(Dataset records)
■ ■ ■

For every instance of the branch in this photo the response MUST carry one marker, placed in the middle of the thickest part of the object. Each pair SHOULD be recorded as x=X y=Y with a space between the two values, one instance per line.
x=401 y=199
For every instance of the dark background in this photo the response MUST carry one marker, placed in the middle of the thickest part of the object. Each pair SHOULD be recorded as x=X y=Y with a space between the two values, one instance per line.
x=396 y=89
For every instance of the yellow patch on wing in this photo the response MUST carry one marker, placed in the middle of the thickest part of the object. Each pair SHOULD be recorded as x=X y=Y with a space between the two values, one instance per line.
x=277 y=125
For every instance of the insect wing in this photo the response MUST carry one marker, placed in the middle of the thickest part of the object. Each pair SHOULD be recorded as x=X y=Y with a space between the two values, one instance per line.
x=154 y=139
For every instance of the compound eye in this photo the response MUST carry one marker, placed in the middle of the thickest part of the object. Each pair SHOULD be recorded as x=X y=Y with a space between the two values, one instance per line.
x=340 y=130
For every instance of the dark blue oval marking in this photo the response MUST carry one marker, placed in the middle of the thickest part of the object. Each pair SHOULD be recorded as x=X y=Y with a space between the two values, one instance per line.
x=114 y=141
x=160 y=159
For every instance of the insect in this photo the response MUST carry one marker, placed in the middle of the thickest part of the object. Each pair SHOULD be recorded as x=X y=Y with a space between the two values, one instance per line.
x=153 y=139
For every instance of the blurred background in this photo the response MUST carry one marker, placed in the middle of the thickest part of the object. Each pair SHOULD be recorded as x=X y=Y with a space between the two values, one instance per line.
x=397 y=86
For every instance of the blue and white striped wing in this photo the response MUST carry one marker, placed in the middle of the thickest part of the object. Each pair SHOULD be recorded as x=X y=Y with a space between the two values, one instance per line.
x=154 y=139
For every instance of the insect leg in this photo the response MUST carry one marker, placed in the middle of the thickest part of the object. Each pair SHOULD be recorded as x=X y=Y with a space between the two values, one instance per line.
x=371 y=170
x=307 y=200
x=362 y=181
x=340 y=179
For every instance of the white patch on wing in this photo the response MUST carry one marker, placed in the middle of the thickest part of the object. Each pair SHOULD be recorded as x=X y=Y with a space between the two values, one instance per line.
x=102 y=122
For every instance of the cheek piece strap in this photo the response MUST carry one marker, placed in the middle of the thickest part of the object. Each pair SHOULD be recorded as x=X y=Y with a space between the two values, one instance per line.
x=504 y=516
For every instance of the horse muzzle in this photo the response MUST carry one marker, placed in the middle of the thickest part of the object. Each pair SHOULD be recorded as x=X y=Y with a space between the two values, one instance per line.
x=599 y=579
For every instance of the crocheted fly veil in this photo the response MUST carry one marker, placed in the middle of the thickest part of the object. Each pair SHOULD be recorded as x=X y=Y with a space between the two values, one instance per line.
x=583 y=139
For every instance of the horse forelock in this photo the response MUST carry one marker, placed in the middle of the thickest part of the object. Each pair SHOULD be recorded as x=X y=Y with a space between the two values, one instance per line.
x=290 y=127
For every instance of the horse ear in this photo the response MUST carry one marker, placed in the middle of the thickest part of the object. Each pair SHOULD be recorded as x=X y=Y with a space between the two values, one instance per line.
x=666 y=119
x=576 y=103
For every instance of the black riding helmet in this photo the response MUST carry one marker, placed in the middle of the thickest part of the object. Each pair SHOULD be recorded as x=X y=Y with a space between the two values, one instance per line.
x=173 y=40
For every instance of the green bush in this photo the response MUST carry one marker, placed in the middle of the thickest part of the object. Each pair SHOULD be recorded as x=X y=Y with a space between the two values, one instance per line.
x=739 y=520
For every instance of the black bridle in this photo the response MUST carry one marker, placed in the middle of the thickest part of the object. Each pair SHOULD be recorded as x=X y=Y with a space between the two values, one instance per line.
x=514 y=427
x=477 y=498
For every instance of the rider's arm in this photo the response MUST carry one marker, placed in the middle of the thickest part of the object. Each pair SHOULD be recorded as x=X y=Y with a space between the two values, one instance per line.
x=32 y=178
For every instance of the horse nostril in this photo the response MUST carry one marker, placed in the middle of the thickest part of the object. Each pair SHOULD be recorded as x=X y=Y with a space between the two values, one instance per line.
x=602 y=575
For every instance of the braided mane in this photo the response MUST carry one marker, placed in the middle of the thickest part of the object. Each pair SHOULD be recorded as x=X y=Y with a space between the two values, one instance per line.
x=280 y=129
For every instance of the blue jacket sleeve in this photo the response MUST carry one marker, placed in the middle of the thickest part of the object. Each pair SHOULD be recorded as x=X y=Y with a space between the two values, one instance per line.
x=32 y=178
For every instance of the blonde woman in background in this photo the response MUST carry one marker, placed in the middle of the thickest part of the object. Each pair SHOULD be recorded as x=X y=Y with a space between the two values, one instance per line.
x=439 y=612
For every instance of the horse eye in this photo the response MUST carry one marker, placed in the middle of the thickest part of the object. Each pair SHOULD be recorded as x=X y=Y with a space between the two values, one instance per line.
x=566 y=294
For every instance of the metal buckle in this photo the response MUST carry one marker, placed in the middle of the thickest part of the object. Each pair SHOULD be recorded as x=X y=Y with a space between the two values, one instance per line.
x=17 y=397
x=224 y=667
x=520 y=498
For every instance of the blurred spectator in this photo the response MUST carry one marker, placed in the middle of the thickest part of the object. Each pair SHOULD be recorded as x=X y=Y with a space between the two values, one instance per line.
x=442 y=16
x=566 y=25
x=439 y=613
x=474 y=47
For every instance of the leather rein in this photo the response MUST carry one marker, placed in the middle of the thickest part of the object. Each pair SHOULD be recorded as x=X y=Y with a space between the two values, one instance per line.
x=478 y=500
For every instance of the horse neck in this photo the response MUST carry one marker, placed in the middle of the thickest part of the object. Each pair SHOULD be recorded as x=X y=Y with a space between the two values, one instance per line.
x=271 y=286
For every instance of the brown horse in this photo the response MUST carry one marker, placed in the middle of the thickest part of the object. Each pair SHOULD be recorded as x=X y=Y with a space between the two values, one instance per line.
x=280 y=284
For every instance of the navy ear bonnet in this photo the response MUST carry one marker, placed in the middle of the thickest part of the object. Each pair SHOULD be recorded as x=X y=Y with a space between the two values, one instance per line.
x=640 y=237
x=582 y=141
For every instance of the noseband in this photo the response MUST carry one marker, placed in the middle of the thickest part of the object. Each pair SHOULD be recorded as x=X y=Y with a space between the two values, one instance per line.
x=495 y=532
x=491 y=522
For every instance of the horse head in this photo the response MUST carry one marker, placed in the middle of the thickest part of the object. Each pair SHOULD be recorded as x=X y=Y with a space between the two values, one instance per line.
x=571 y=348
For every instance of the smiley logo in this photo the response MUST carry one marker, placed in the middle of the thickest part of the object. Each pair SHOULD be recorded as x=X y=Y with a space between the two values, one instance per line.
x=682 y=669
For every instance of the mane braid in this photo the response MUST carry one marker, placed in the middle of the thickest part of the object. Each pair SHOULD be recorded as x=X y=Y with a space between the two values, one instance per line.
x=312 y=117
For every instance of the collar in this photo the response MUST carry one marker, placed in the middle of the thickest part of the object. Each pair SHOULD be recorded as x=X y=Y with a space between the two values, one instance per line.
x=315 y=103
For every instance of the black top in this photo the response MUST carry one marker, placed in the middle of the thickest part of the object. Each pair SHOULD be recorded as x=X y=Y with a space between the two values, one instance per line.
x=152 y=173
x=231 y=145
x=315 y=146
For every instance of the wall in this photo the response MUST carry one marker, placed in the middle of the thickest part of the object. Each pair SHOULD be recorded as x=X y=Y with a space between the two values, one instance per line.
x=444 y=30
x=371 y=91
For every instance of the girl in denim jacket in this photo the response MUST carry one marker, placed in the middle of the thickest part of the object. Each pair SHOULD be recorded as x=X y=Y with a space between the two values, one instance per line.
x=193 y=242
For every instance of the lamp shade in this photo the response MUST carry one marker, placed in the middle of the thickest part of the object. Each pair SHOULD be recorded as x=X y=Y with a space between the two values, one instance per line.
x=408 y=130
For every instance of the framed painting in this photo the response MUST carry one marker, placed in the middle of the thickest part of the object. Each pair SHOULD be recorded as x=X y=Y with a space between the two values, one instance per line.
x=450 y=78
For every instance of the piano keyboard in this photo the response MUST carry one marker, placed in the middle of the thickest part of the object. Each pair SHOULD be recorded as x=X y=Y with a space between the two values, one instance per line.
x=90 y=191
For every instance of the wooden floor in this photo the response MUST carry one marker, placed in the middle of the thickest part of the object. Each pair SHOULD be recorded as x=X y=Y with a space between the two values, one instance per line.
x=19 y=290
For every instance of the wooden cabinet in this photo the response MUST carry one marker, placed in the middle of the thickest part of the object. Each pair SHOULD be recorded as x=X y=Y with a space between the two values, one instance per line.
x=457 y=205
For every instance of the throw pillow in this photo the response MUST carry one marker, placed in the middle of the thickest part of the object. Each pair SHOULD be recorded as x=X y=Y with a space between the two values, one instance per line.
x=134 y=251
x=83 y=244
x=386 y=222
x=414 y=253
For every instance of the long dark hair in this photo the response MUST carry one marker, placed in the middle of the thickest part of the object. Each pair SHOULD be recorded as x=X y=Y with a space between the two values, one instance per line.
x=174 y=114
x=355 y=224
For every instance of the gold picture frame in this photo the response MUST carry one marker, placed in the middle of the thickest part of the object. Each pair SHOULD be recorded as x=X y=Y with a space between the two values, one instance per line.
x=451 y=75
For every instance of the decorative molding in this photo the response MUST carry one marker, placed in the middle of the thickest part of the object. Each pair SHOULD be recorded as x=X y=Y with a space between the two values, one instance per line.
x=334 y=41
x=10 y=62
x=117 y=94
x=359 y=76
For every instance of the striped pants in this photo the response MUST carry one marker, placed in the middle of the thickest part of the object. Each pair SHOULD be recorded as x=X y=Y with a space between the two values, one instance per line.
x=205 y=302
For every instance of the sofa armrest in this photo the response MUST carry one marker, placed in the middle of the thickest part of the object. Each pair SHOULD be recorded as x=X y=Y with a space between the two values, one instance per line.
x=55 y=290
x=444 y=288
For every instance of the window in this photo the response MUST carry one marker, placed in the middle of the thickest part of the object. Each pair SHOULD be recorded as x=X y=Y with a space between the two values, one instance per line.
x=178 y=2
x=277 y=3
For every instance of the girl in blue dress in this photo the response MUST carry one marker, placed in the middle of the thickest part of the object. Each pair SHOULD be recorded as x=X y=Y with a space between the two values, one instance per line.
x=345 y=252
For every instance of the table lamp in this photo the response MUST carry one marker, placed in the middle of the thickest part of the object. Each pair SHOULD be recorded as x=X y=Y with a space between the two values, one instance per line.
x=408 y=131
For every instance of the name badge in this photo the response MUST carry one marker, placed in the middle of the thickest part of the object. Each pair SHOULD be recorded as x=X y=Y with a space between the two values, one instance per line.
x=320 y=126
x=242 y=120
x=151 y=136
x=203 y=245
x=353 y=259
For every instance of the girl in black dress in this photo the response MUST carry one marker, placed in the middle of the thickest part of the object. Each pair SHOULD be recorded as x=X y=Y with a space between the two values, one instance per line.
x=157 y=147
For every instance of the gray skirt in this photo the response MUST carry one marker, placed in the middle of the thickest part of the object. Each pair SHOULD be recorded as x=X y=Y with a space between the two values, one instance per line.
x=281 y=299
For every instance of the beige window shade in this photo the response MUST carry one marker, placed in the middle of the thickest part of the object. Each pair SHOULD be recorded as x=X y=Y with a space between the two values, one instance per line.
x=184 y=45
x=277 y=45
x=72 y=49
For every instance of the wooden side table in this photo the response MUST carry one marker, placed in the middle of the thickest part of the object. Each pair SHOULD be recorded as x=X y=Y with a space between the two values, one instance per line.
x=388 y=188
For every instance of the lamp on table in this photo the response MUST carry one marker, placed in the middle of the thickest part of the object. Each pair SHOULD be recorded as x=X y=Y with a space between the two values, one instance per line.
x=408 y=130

■ ■ ■

### YOUR GOAL
Quote only the lines from the one containing "For every instance of the beige" through the final line of the records, with both ends included.

### EXERCISE OUTPUT
For every instance of the beige window shade in this photo the response MUST carry one marker, placed in the middle of the thickest part of the object. Each pair SHOULD be recorded as x=X y=Y with a space between the two values, one instance per line.
x=184 y=45
x=277 y=45
x=72 y=49
For every instance of the wooden side table in this photo the response MUST carry one marker, placed in the middle of the thickest part of the object. Each pair SHOULD be recorded as x=X y=Y with a space between the two values, one instance per line.
x=388 y=188
For every instance of the lamp on table in this photo the response MUST carry one marker, placed in the middle of the thickest part of the object. Each pair SHOULD be recorded as x=X y=Y with a space between the two values, one instance per line.
x=408 y=130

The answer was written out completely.